SET PROBLEM: Write the next part of the passage about Bannon below, picking up after its last sentence.

READING PASSAGE:
== == ==
It can be tempting to think of Bannon as a silly character with a bloated sense of his own importance. The 71-year-old has a corny obsession with the Roman Empire and quotes philosophers as he parrots conspiracy theories and rails against the elites; he broadcasts from his own basement and wears layered polo shirts. But we shouldn’t dismiss him. Although Bannon worships Trump, he has enough of his own ideological vision to be more than a sycophant clinging to a powerful man’s coattails. He knows to look more broadly for power, to build connections and a following for his own particular brand of politics. Some of his regular guests, such as Kash Patel, Scott Bessent, and Bill McGinley, are already taking positions of power within the administration.
== == ==
RECORDED DATA:
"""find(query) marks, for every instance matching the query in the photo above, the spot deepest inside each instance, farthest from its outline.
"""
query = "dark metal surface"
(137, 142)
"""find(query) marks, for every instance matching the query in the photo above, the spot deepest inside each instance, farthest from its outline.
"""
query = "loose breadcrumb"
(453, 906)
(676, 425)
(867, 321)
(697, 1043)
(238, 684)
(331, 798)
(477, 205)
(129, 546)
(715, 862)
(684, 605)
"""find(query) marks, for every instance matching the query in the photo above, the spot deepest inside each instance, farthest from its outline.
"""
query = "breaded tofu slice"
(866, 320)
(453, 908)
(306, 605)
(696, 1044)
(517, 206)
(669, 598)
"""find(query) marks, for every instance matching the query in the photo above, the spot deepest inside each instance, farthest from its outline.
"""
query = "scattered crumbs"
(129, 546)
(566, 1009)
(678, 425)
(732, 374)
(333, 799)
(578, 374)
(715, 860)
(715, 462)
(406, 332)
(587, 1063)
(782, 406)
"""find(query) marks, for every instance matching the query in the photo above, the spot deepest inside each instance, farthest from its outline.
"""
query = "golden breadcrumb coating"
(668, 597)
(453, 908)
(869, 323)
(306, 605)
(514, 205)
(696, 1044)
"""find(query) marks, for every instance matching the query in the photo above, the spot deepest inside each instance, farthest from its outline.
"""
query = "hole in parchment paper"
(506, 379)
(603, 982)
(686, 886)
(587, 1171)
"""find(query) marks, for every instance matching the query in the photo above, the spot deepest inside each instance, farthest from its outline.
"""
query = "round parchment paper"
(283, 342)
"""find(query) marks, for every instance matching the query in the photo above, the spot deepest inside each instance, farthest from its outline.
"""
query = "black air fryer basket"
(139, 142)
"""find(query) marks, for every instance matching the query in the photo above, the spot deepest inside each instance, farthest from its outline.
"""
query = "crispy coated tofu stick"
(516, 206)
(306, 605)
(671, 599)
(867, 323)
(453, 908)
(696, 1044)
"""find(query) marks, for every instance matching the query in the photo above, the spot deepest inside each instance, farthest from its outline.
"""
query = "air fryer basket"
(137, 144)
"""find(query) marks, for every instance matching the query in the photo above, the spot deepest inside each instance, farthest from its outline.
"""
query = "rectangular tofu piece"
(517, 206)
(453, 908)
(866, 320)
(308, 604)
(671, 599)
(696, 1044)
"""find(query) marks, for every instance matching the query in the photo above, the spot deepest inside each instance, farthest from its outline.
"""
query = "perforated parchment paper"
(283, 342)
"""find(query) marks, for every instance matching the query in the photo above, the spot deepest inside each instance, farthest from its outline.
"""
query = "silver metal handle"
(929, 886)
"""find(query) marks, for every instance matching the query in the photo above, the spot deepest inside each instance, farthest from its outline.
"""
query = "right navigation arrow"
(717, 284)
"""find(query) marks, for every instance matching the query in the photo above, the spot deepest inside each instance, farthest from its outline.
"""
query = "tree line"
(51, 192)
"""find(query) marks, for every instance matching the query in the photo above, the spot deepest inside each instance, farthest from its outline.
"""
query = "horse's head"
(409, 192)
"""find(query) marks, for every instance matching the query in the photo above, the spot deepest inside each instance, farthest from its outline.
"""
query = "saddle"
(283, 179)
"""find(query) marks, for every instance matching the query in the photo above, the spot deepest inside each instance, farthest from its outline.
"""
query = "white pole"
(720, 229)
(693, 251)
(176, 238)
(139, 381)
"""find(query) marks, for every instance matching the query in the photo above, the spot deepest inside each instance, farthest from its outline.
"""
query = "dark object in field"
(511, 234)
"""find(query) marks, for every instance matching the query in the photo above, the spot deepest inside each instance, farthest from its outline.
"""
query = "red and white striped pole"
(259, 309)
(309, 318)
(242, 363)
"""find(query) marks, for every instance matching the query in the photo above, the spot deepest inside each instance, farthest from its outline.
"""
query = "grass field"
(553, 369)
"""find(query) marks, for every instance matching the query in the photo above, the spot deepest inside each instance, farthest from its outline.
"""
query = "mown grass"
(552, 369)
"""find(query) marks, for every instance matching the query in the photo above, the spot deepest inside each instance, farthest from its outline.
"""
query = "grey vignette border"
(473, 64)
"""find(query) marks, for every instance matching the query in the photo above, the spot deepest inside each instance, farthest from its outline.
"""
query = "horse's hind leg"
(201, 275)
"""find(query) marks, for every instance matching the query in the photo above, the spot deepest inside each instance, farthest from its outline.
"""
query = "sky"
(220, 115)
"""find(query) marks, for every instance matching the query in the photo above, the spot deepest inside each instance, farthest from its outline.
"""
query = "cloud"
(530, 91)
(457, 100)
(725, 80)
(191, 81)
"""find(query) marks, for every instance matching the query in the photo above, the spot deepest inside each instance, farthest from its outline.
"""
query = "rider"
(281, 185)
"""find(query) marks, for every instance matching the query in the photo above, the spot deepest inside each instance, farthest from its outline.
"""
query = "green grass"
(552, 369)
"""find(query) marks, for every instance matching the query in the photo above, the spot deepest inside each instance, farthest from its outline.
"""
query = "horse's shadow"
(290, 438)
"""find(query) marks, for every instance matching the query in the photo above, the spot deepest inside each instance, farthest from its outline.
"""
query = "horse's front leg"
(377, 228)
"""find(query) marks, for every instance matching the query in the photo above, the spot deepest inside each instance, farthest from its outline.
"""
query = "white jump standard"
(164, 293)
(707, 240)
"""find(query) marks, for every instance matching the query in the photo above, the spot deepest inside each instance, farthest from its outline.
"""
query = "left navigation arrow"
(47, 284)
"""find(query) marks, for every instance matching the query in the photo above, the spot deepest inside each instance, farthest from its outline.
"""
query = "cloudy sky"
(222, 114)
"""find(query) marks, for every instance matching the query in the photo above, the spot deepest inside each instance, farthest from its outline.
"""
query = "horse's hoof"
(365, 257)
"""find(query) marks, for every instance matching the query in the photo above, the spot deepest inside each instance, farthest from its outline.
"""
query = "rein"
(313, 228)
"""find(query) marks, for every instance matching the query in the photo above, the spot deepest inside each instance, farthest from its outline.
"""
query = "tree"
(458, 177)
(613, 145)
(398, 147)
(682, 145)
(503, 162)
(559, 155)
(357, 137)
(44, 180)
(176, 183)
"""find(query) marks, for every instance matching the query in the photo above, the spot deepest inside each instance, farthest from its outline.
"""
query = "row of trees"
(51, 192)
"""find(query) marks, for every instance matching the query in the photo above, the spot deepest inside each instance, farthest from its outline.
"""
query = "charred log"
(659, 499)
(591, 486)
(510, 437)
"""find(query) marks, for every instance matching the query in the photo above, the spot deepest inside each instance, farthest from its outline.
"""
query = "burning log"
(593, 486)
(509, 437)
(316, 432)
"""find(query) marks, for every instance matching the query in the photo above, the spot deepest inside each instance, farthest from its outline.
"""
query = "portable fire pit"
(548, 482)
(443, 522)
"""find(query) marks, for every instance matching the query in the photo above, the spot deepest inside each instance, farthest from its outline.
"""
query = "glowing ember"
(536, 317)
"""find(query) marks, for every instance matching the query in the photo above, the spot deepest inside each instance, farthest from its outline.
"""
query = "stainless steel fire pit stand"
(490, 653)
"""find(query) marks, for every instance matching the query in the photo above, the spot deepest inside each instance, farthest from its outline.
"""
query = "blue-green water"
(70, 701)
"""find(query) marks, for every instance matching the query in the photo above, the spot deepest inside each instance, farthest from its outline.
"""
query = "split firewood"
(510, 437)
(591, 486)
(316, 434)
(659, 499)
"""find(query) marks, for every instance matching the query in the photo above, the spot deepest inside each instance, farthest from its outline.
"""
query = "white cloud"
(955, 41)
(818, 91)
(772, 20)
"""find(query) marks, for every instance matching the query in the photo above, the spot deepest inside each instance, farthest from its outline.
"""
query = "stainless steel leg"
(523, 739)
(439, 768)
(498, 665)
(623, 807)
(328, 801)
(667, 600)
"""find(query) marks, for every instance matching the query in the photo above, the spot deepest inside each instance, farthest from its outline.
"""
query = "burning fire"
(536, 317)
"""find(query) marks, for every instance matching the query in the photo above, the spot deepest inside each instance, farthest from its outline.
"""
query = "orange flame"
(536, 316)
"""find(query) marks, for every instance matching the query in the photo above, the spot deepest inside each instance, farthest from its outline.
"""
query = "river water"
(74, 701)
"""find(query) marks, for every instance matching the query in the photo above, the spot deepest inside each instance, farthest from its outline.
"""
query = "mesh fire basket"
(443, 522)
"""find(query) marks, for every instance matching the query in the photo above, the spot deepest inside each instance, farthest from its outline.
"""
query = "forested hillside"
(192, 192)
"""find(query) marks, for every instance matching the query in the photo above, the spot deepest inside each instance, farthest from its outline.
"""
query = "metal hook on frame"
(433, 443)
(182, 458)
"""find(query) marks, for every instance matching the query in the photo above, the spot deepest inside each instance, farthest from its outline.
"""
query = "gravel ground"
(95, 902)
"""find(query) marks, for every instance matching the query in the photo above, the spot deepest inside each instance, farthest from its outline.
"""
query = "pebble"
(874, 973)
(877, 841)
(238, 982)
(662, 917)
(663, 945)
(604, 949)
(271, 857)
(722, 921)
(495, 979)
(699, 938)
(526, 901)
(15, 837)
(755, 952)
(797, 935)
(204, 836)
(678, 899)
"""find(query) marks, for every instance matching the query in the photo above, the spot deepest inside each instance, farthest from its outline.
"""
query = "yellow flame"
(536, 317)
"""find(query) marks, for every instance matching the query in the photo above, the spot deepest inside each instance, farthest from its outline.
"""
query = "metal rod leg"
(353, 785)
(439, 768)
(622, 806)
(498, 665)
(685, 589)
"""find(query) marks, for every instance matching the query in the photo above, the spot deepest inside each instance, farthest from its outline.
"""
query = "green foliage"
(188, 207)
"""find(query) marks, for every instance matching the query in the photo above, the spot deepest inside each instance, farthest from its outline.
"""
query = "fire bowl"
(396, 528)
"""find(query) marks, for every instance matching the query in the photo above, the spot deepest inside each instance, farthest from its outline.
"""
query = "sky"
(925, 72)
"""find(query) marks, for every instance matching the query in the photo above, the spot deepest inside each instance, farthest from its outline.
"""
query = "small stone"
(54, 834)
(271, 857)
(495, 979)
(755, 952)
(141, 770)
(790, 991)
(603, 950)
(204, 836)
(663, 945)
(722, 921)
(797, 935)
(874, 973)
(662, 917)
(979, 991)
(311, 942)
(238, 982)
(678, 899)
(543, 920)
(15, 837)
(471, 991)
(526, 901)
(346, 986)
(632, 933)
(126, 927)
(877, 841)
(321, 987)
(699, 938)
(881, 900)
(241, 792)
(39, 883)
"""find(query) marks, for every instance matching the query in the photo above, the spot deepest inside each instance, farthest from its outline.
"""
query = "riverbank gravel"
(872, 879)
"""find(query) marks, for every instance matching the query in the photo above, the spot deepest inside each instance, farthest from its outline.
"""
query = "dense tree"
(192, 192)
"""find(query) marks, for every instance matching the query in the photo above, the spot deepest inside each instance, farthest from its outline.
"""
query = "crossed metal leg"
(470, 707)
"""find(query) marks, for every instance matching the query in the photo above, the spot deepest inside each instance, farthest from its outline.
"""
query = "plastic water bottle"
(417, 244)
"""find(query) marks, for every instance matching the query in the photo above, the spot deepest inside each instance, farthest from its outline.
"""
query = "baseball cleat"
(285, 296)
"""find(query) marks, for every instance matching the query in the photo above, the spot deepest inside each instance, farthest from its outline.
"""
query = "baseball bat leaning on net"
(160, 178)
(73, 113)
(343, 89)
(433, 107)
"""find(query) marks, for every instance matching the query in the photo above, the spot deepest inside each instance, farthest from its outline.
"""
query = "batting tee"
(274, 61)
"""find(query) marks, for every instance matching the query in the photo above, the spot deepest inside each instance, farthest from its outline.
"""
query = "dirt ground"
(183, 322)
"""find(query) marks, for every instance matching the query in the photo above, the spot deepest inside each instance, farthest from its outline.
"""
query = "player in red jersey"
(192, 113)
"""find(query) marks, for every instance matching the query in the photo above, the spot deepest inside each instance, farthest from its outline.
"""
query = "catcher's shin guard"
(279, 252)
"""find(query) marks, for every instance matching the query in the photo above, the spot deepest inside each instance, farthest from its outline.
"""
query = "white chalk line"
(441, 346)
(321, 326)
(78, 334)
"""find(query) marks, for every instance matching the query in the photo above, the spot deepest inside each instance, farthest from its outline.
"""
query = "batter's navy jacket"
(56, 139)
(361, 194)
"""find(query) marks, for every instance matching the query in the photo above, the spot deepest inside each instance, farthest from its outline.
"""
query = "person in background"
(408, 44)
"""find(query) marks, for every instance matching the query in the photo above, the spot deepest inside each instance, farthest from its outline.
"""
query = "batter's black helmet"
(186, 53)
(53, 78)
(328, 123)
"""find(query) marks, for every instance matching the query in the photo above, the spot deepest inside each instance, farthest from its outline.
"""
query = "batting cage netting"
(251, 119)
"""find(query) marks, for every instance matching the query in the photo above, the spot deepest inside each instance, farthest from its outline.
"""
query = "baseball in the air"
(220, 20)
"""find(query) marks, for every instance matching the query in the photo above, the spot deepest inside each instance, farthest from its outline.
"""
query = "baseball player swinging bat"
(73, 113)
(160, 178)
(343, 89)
== == ==
EXPECTED ANSWER:
He may not formally return to the White House, but Bannon will use this moment to push his provocateur allies in positions of power toward a stark “America First” agenda. He’ll fight the influence of the party’s Elon Musk–Vivek Ramaswamy tech cohort (“we’re going to rip your face off,” he recently warned Musk) and ruthlessly attack any sign of softness from the GOP. Most important, he’ll continue to hammer the intellectual arguments for the kind of pure, nativist-populist version of the MAGA agenda that he sees as key to building a lasting political movement.
Bannon isn’t built for compromise, and if midterm elections give Democrats any kind of upper hand, he’ll be swept out of power again. (He could also face a personal setback from his upcoming trial over his border wall charity scheme.) But for as long as Trumpism has political dominance in the halls of Congress, Bannon will be there to try to police the ideological purity of the movement.